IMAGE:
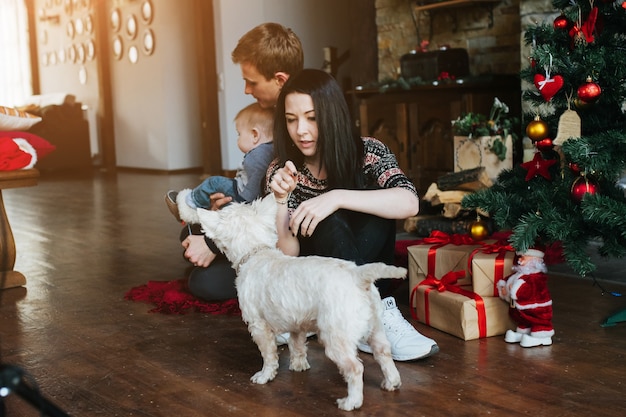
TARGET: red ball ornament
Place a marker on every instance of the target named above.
(581, 186)
(544, 144)
(537, 129)
(479, 229)
(589, 91)
(562, 23)
(574, 167)
(580, 104)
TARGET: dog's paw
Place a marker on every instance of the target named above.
(349, 404)
(299, 364)
(391, 384)
(263, 376)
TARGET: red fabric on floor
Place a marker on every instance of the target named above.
(173, 297)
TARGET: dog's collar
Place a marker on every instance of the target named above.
(249, 255)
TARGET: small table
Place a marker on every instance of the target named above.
(11, 179)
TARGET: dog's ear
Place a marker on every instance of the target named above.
(267, 206)
(208, 220)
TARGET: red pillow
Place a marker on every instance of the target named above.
(42, 146)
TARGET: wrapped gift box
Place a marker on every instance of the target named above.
(467, 317)
(488, 269)
(472, 152)
(437, 259)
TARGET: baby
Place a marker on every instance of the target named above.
(254, 126)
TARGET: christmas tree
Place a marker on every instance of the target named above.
(575, 116)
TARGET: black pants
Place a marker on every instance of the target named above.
(357, 237)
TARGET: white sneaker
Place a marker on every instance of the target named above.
(532, 341)
(283, 338)
(407, 344)
(512, 336)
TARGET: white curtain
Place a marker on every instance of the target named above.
(15, 75)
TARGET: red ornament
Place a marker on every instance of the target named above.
(544, 144)
(548, 87)
(538, 166)
(574, 167)
(589, 92)
(581, 186)
(562, 23)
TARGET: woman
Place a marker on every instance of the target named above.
(339, 194)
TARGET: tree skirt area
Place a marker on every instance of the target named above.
(173, 297)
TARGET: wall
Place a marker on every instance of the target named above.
(491, 49)
(155, 102)
(155, 106)
(65, 36)
(317, 23)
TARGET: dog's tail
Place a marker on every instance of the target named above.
(369, 273)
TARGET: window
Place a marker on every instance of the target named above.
(15, 73)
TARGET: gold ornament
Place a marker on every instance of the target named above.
(479, 229)
(537, 129)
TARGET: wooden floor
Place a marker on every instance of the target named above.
(83, 241)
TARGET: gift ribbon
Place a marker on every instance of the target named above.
(447, 283)
(501, 248)
(438, 239)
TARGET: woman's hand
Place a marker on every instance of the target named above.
(197, 251)
(284, 181)
(311, 212)
(219, 200)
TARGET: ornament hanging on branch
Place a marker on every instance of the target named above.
(589, 92)
(537, 129)
(569, 126)
(479, 229)
(538, 166)
(583, 32)
(582, 186)
(562, 23)
(544, 145)
(547, 85)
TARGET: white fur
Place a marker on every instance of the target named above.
(278, 293)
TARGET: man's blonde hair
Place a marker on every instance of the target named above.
(270, 48)
(255, 116)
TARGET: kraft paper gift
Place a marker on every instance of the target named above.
(439, 254)
(489, 265)
(463, 314)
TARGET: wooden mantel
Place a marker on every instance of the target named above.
(11, 179)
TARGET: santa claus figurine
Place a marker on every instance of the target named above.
(531, 305)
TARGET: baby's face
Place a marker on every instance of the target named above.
(245, 136)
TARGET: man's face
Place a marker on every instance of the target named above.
(264, 91)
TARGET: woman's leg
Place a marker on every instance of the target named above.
(215, 283)
(361, 238)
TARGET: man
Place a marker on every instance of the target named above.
(268, 55)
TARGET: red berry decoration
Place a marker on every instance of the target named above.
(589, 91)
(562, 23)
(581, 186)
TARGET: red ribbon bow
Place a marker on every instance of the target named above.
(501, 248)
(447, 283)
(440, 238)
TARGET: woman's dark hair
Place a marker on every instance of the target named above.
(340, 148)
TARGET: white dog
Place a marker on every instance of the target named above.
(278, 293)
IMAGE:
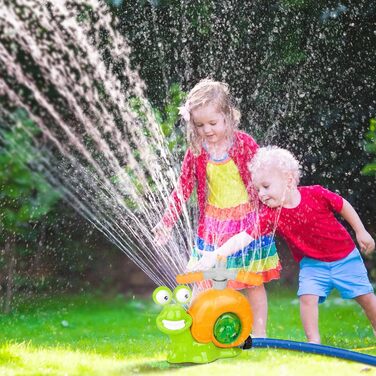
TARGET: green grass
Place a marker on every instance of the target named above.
(89, 335)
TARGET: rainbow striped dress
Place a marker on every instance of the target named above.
(229, 211)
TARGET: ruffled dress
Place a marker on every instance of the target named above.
(229, 211)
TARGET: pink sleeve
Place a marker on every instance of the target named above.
(182, 191)
(251, 143)
(333, 200)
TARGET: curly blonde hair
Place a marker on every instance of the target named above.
(275, 157)
(208, 91)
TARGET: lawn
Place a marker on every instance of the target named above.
(95, 335)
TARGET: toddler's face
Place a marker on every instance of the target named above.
(210, 124)
(271, 186)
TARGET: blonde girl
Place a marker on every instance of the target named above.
(216, 164)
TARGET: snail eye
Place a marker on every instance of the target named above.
(182, 294)
(162, 295)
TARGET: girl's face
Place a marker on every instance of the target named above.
(272, 186)
(210, 124)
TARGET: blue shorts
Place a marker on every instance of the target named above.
(348, 276)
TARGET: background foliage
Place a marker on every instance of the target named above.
(303, 74)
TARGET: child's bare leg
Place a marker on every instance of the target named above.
(309, 313)
(259, 303)
(368, 303)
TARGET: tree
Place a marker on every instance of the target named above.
(25, 197)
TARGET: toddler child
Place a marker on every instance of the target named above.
(216, 164)
(304, 217)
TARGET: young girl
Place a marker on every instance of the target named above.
(327, 256)
(216, 162)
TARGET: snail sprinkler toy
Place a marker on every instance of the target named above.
(219, 320)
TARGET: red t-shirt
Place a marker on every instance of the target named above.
(310, 229)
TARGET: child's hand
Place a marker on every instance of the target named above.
(206, 262)
(162, 234)
(365, 241)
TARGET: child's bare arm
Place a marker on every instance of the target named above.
(365, 240)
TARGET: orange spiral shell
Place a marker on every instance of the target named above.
(212, 303)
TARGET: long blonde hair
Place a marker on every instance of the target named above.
(208, 91)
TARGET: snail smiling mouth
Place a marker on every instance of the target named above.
(173, 325)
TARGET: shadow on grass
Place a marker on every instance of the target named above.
(160, 367)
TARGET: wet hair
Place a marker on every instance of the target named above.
(277, 158)
(207, 92)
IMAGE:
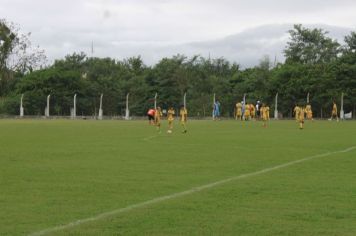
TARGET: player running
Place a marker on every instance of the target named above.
(170, 118)
(151, 116)
(267, 111)
(183, 118)
(334, 112)
(247, 112)
(216, 110)
(238, 111)
(264, 114)
(252, 111)
(296, 111)
(158, 115)
(301, 117)
(309, 112)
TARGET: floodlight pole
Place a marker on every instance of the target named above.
(342, 107)
(155, 102)
(276, 108)
(127, 111)
(47, 107)
(21, 107)
(101, 107)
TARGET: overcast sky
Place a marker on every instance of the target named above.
(157, 28)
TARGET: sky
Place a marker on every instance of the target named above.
(241, 31)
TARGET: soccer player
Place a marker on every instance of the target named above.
(301, 117)
(151, 116)
(158, 115)
(309, 112)
(267, 112)
(334, 112)
(264, 115)
(183, 118)
(247, 112)
(170, 118)
(296, 111)
(238, 111)
(258, 107)
(252, 111)
(216, 110)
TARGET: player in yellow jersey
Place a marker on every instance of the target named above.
(247, 112)
(296, 111)
(267, 112)
(252, 111)
(158, 115)
(301, 117)
(183, 118)
(309, 112)
(238, 111)
(170, 118)
(334, 112)
(264, 115)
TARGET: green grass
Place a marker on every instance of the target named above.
(53, 172)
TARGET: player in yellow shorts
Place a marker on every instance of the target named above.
(267, 112)
(252, 111)
(247, 112)
(296, 111)
(158, 115)
(309, 112)
(238, 111)
(183, 118)
(301, 117)
(264, 114)
(170, 118)
(334, 112)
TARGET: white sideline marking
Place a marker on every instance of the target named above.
(151, 137)
(187, 192)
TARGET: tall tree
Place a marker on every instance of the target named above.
(310, 46)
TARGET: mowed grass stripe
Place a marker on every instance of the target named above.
(180, 194)
(57, 171)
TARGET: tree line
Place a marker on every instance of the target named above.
(314, 64)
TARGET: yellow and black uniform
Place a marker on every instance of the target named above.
(183, 118)
(170, 117)
(309, 112)
(301, 117)
(334, 112)
(238, 110)
(296, 112)
(267, 112)
(158, 115)
(264, 114)
(247, 112)
(252, 111)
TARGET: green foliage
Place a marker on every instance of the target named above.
(315, 64)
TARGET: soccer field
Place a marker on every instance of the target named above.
(221, 178)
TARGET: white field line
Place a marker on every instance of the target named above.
(151, 137)
(184, 193)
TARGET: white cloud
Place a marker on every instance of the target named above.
(156, 28)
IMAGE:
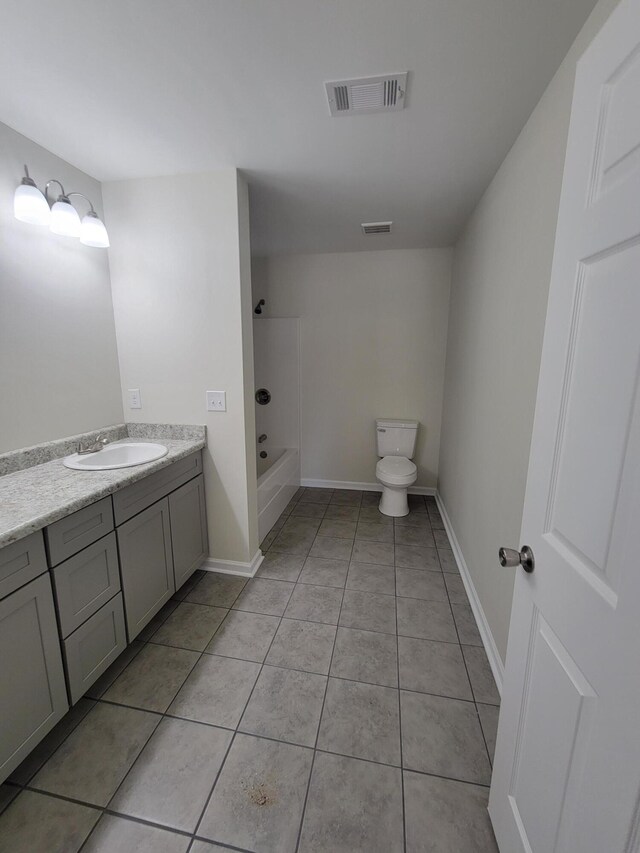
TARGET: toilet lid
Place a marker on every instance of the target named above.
(396, 466)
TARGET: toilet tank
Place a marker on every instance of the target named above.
(396, 438)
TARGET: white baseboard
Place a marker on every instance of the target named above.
(234, 567)
(495, 661)
(361, 487)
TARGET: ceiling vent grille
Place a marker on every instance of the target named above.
(377, 227)
(367, 94)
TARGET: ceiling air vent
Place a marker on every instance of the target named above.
(377, 227)
(367, 95)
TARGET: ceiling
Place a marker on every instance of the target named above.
(130, 88)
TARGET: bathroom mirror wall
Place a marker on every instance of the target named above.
(58, 355)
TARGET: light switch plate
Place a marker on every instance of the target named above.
(135, 400)
(216, 401)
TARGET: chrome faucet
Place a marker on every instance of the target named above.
(97, 445)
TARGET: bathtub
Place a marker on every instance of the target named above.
(278, 481)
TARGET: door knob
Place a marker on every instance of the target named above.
(511, 557)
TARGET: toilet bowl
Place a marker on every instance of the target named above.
(396, 474)
(395, 471)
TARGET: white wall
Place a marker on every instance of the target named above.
(373, 329)
(58, 358)
(182, 298)
(500, 285)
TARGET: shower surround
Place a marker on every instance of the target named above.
(276, 345)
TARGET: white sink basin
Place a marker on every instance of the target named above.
(116, 456)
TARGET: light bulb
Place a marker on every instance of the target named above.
(92, 232)
(29, 205)
(64, 218)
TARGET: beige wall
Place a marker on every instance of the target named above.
(500, 284)
(58, 358)
(182, 298)
(373, 331)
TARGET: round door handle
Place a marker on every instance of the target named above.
(510, 557)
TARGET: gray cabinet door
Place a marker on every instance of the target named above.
(92, 649)
(188, 529)
(33, 696)
(146, 565)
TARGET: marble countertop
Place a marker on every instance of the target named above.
(36, 496)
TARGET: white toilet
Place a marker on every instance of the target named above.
(396, 442)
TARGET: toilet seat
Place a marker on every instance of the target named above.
(396, 470)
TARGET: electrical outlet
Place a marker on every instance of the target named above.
(216, 401)
(135, 400)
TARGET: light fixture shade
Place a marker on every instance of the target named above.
(93, 233)
(29, 205)
(65, 219)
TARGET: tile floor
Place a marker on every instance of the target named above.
(339, 701)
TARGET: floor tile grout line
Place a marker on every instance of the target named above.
(404, 818)
(291, 669)
(315, 746)
(473, 692)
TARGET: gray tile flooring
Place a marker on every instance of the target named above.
(339, 701)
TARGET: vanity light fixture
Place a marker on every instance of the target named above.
(31, 206)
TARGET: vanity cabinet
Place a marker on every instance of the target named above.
(33, 695)
(72, 595)
(189, 540)
(146, 564)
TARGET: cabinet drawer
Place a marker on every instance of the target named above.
(21, 562)
(33, 696)
(91, 649)
(73, 533)
(140, 495)
(85, 582)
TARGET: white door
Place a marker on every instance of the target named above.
(567, 766)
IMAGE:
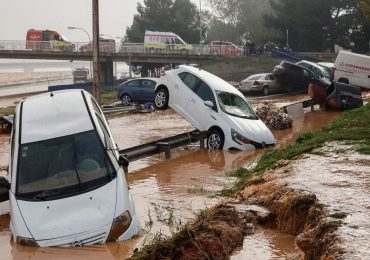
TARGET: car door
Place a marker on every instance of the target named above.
(200, 115)
(134, 89)
(148, 87)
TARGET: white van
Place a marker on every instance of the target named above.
(165, 41)
(67, 186)
(352, 68)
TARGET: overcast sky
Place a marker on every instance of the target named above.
(17, 16)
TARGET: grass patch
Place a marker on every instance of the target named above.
(353, 125)
(364, 148)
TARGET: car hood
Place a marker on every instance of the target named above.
(254, 130)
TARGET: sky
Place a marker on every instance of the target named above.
(17, 16)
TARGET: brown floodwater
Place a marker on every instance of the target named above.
(166, 192)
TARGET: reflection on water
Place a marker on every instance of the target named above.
(165, 192)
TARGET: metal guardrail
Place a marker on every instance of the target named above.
(164, 145)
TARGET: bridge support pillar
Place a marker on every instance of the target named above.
(106, 70)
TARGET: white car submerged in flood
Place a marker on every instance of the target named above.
(213, 105)
(67, 186)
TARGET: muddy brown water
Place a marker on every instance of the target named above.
(166, 192)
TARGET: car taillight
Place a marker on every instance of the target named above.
(256, 83)
(119, 226)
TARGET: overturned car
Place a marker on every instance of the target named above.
(334, 95)
(214, 106)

*To do*
Rewrite everything from the line containing "TARGET: bridge support pillar" down to the end of the listing, replacing "car" with "vehicle" and leaving all else unchanged.

*Correct result*
TARGET: bridge support pillar
Place a marker on every instance of the target named above.
(106, 70)
TARGET: white vehicle submerged in flood
Place a marker on every instance of the target named above.
(213, 105)
(67, 186)
TARGET: muddy brown water
Place a marker on every instance of the target named above.
(166, 192)
TARGET: vehicle taillight
Place a marker on every instance of the target named above.
(256, 83)
(119, 226)
TARGET: overturned vehicle
Place a marker on every instance of the target named above.
(334, 95)
(214, 106)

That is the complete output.